** START LISTED RECORDS **

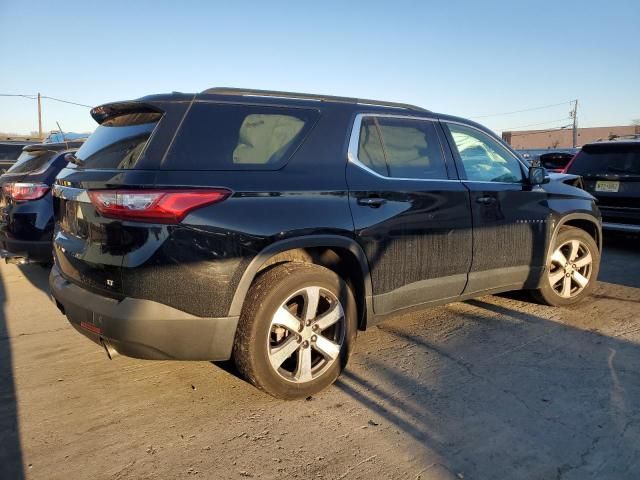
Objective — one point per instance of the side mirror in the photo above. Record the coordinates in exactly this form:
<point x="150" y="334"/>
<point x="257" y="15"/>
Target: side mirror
<point x="538" y="176"/>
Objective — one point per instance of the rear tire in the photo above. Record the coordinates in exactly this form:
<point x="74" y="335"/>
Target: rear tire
<point x="296" y="330"/>
<point x="571" y="270"/>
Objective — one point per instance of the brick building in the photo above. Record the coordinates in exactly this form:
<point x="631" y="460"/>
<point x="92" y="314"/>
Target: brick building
<point x="563" y="138"/>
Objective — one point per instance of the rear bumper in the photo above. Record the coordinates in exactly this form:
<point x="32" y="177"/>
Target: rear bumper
<point x="143" y="328"/>
<point x="40" y="251"/>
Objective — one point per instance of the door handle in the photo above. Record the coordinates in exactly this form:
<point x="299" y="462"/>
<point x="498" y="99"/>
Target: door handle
<point x="373" y="202"/>
<point x="486" y="200"/>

** END LISTED RECORDS **

» **PROBLEM DESCRIPTION**:
Arrange every line of the data above as a Markdown table with the columns Row and Text, numbering the rows in order and skipping blank lines. Leave the pictures out.

» **WORKED SOLUTION**:
| Row | Text |
|---|---|
| 1 | Objective — one point per instance of the side mirror in the photo above. Record the coordinates in exactly this form: |
| 2 | <point x="150" y="334"/> |
| 3 | <point x="257" y="15"/> |
| 4 | Target: side mirror |
| 5 | <point x="538" y="176"/> |
| 6 | Objective — one point per instance of the rear tire in the photo above. Record the coordinates in exactly this form: |
| 7 | <point x="74" y="335"/> |
| 8 | Target: rear tire |
| 9 | <point x="296" y="330"/> |
| 10 | <point x="571" y="270"/> |
| 11 | Objective — one point per instance of the brick building in the photo above. Record the coordinates in exactly this form: |
| 12 | <point x="631" y="460"/> |
| 13 | <point x="92" y="314"/> |
| 14 | Target: brick building |
| 15 | <point x="563" y="138"/> |
| 16 | Objective — one point per instance of the rear bumper in the photo above. Record the coordinates in exactly this form: |
| 17 | <point x="32" y="177"/> |
| 18 | Target: rear bumper |
| 19 | <point x="143" y="328"/> |
| 20 | <point x="40" y="251"/> |
| 21 | Objective — one point per instance of the door handle in the photo above. Record the coordinates in exactly this form: |
| 22 | <point x="299" y="462"/> |
| 23 | <point x="498" y="99"/> |
| 24 | Target: door handle |
| 25 | <point x="373" y="202"/> |
| 26 | <point x="486" y="200"/> |